> _INSTRUCTIONS TO FOLLOW_
Your task is to repeat the lines below exactly, excluding any pictures they contain.

> _DATA PROVIDED_
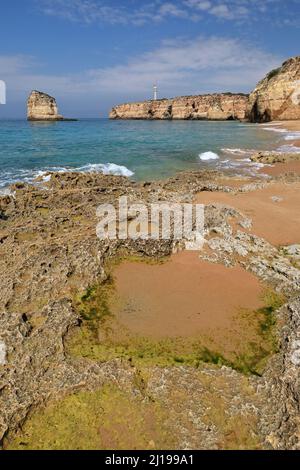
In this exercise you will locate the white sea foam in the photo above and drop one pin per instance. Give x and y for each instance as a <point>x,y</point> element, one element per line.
<point>294,136</point>
<point>288,148</point>
<point>275,129</point>
<point>237,151</point>
<point>106,169</point>
<point>206,156</point>
<point>44,175</point>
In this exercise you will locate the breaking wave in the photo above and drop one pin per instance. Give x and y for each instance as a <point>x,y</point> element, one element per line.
<point>206,156</point>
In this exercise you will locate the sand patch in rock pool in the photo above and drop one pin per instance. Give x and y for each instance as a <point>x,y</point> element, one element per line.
<point>182,297</point>
<point>184,310</point>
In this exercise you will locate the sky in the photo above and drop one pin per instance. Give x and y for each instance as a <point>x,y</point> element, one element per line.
<point>93,54</point>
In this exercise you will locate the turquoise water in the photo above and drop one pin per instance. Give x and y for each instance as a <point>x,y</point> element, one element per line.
<point>149,149</point>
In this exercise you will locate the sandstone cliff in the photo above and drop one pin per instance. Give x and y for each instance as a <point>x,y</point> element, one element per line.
<point>42,107</point>
<point>226,106</point>
<point>277,96</point>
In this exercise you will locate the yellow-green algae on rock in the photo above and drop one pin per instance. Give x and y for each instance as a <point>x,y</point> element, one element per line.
<point>100,420</point>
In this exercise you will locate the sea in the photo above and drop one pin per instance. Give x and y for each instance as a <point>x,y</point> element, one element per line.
<point>141,150</point>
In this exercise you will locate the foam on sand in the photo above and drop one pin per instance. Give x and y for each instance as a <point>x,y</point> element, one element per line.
<point>106,169</point>
<point>206,156</point>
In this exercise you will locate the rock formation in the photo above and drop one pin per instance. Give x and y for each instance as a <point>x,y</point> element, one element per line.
<point>42,107</point>
<point>277,96</point>
<point>226,106</point>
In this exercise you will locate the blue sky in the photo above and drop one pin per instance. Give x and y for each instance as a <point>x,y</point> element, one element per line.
<point>92,54</point>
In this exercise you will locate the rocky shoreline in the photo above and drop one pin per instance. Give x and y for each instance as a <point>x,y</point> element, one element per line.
<point>50,252</point>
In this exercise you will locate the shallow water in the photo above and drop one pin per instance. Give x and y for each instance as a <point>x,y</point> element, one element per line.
<point>147,149</point>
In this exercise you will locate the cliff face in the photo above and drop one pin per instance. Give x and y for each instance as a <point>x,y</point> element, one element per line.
<point>225,106</point>
<point>277,96</point>
<point>42,107</point>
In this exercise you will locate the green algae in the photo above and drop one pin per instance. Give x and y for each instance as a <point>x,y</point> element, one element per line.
<point>105,419</point>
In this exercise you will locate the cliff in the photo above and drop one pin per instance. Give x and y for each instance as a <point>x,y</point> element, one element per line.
<point>277,96</point>
<point>225,106</point>
<point>42,107</point>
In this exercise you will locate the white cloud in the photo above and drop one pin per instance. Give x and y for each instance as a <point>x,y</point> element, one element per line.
<point>179,66</point>
<point>101,11</point>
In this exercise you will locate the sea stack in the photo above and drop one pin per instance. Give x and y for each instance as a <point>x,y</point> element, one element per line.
<point>42,107</point>
<point>277,96</point>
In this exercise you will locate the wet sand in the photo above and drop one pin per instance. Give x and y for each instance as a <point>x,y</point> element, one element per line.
<point>183,297</point>
<point>277,221</point>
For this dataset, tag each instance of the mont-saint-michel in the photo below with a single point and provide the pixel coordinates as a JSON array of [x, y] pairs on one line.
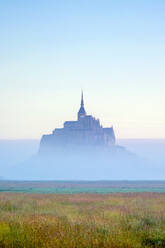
[[85, 132]]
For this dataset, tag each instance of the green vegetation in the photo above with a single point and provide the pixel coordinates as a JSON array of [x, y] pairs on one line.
[[130, 220]]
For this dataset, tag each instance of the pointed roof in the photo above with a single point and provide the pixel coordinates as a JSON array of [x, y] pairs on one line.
[[82, 99]]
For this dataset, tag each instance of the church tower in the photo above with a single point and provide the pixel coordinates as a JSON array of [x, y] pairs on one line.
[[81, 112]]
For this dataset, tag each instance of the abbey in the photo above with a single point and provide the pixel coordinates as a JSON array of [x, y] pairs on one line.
[[85, 132]]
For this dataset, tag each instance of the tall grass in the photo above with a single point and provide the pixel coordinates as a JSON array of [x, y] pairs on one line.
[[82, 221]]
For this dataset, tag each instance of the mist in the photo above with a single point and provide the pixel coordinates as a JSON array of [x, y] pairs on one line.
[[143, 160]]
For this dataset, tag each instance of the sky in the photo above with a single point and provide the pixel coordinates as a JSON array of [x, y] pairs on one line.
[[113, 50]]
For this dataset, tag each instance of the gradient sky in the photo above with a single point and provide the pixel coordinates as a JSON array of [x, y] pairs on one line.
[[113, 50]]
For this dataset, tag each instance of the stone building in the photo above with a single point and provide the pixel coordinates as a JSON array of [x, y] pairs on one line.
[[85, 132]]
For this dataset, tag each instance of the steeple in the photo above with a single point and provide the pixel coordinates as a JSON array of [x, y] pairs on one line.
[[81, 112], [82, 99]]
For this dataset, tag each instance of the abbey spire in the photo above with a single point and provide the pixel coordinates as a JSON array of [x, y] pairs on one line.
[[81, 112], [82, 99]]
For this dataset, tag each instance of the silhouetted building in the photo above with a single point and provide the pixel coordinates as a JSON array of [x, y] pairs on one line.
[[85, 132]]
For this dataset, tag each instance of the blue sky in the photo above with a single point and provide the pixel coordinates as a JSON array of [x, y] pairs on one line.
[[113, 50]]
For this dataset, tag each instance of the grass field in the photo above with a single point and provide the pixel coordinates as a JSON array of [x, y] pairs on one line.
[[82, 220]]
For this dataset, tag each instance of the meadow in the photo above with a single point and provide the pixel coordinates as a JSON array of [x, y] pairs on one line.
[[130, 220]]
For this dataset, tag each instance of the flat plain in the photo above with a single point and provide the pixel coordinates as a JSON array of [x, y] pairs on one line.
[[117, 220]]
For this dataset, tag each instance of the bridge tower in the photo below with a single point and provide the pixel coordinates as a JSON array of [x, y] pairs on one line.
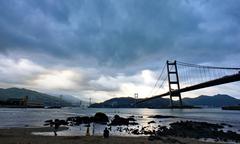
[[173, 82]]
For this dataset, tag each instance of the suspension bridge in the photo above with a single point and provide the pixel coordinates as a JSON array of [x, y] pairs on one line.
[[193, 77]]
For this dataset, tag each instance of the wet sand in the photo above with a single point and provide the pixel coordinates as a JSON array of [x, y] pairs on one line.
[[24, 136]]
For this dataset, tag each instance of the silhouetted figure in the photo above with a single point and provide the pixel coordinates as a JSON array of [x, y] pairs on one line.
[[87, 132], [106, 133], [56, 126], [93, 129]]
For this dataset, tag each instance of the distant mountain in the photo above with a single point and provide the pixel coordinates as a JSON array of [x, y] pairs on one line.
[[208, 101], [219, 100], [33, 96], [128, 102]]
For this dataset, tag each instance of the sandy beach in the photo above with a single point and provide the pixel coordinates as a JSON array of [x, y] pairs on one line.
[[24, 136]]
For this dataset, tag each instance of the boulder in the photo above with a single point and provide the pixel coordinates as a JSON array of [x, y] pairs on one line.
[[101, 118]]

> _EXPECTED ANSWER_
In this exercise you will locate the white sea foam in the photo above and drop one pin per instance. Give x and y for each instance as a <point>x,y</point> element, one element per line.
<point>294,136</point>
<point>288,148</point>
<point>275,129</point>
<point>237,151</point>
<point>106,169</point>
<point>206,156</point>
<point>44,175</point>
In this exercise you will locate the breaking wave in the photo above and drop one pin per instance. Give x and y for each instance as a <point>x,y</point> element, one element per line.
<point>206,156</point>
In this exercise you will locate the sand patch in rock pool in the photo above and drop one pin per instance. Give x and y for each instance as a <point>x,y</point> element, one element per line.
<point>182,297</point>
<point>184,310</point>
In this exercise you will locate the sky in the photo above and drop one pin per instance. Give x and y for each instance as a <point>x,y</point> element, one element per line.
<point>93,54</point>
In this exercise you will locate the turquoise water in the photo above and drop one pin per instance. Give x and y for each instance as a <point>x,y</point> element, one element per line.
<point>149,149</point>
In this exercise you will locate the sandstone cliff in the photo above and drop one pin per instance. Give x and y for each instance as a <point>x,y</point> element, one element per line.
<point>42,107</point>
<point>226,106</point>
<point>277,96</point>
In this exercise you will locate the yellow-green algae on rock in the photo above and drop one pin per instance. Give x and y for each instance as a <point>x,y</point> element, one element per line.
<point>100,420</point>
In this exercise you will locate the sea in the photo above and drop one pin per instance. Give x and y for each instance as a <point>x,y</point> element, one element per line.
<point>141,150</point>
In this exercise you will locate the foam on sand in the photo above and drop one pin per instance. Give x and y for each instance as a <point>x,y</point> element, one element per line.
<point>106,169</point>
<point>206,156</point>
In this exercise you will locate the rock formation in the photo above and drop one pin per instance. Give x and y for each instance as a <point>x,y</point> element, one element per line.
<point>42,107</point>
<point>277,96</point>
<point>226,106</point>
In this exercise you will locate the blue sky in the photo above and drop one pin per instance. Give x and y for each instance as a <point>x,y</point> element, one element per line.
<point>92,54</point>
In this exercise you will locate the rocky shoreline in the photo above and drop one pin per instance. Give x and y for each instance as a <point>x,y</point> element, one element per line.
<point>50,252</point>
In this exercise you will locate the shallow water in the photo above and drop one pin per instance. Give x and y for each instance as a <point>x,y</point> element, one element per line.
<point>147,149</point>
In this exercise you will locate the cliff face in the photo above and drop one pin per instance. Give x and y for each instance as a <point>x,y</point> element, one element per line.
<point>225,106</point>
<point>277,96</point>
<point>42,107</point>
In this exercise you will locate the green algae in the photo above and drop one pin per instance. Give x and y for each instance as a <point>x,y</point> element, one element per line.
<point>105,419</point>
In this exercise you will locate the cliff in the photo above and drop one pin per instance. Give x and y for each instance as a <point>x,y</point> element, one element per line.
<point>277,96</point>
<point>225,106</point>
<point>42,107</point>
In this exercise you will locate the white cloud in the photo above and drop one pin per instance. Give x and y for each instance as a <point>x,y</point> element, one element per line.
<point>179,66</point>
<point>101,11</point>
In this exercise you will locate the sea stack in the photo above and drop one pin per instance. Give x and y for each instance as a <point>x,y</point> element, one element per line.
<point>42,107</point>
<point>277,96</point>
In this exercise you will locate the wet sand in the photo above and drop one pin per instance. Give x and y for each instance as a <point>x,y</point> element, one element per line.
<point>183,297</point>
<point>277,221</point>
For this dataset, tag each instance of the mont-saint-michel in the photo below with a single point and provide the pixel coordinates as a JSON array of [x, y] pairs on one line.
[[85, 132]]
For this dataset, tag each instance of the green vegetation in the photo above with a single point and provide the pixel coordinates as a JSON array of [x, y] pairs on one line.
[[130, 220]]
For this dataset, tag each instance of the pointed roof in the photo above with a single point and provide the pixel coordinates as a JSON array of [x, y] pairs on one line.
[[82, 99]]
For this dataset, tag each instance of the church tower in the photo above with a single point and provide the pixel coordinates as a JSON array of [x, y] pairs on one line.
[[81, 112]]
For this dataset, tag each instance of the abbey in the photo above with a single point and provide the pixel coordinates as a JSON array of [x, y] pairs on one line.
[[85, 132]]
For this dataset, tag each instance of the tall grass in the photo above with a single point and provide the pixel coordinates as a JSON array of [x, y] pairs on one line.
[[82, 221]]
For this dataset, tag each instance of the mist in the photo above with a single point and provide the pixel coordinates as a JSON array of [x, y] pairs on one line.
[[143, 160]]
For this dataset, tag each instance of the sky in the photo above with a single point and provide the pixel coordinates as a JSON array of [x, y] pairs on one line.
[[113, 50]]
For this dataset, tag each instance of the gradient sky in the photo above with a single point and provide the pixel coordinates as a JSON array of [x, y] pairs on one line.
[[113, 50]]
For this dataset, tag each instance of the stone building in the photo above with a single point and provide the pixel coordinates as a JSON array of [x, y] pairs on one line.
[[85, 132]]
For this dataset, tag each instance of the steeple in the photo above with a single point and provide the pixel coordinates as a JSON array of [x, y] pairs on one line.
[[81, 112], [82, 99]]
For this dataset, tag each instance of the abbey spire in the photo above with a single point and provide the pixel coordinates as a JSON array of [x, y] pairs on one line.
[[81, 112], [82, 99]]
For this dataset, tag each instance of the silhouetted building in the photo above with a single point and provide the pixel coordinates as a JSON array of [x, y] pairs on one line.
[[85, 132]]
For this dataset, tag each instance of the blue sky in the photo above with a single point and provide the pixel coordinates as a JSON array of [x, y] pairs on one line.
[[113, 50]]
For this dataset, tag each instance of the grass field in the photo above with a single point and provide the pixel coordinates as a JSON array of [x, y] pairs on one line.
[[82, 220]]
For this dataset, tag each instance of the meadow in the photo above with a single point and provide the pixel coordinates as a JSON array of [x, y] pairs on one line.
[[130, 220]]
For this dataset, tag each instance of the flat plain in the photo above with a single point and provide the pixel coordinates as a JSON array of [x, y] pairs on one line.
[[117, 220]]
For this dataset, tag each instance of the bridge tower in the photo below with a single point and provide the pixel coordinates as a JSON array of [x, y] pairs on one line.
[[173, 82]]
For this dataset, tag each instance of the suspension bridge in the photo above with a single point and provide the pixel coordinates as a JSON array of [x, y] pairs on one line.
[[193, 77]]
For this dataset, tag each instance of the wet sand in the photo above with a single point and provide the pixel coordinates as a JSON array of [x, y] pairs on one line.
[[24, 136]]
For this dataset, tag each instance of the silhouetted figure in the photo above with a single point and provide the pixel coordinates as a JSON array of [x, y] pairs on one line.
[[87, 132], [106, 133], [56, 126], [93, 129]]
For this dataset, tag each instance of the distant mountain in the photo above with a single point and provide the pixel coordinates as a JSON array of [x, y] pairs on one line.
[[208, 101], [219, 100], [33, 96], [128, 102]]
For this dataset, tag each instance of the sandy beach in the photo above with a single point and provide the pixel coordinates as a JSON array of [x, y] pairs on one line.
[[24, 136]]
For this dataset, tag each instance of the boulder in the photo above with a single point and provide the pixel coordinates as a JSON array of [x, y] pairs on one line.
[[101, 118]]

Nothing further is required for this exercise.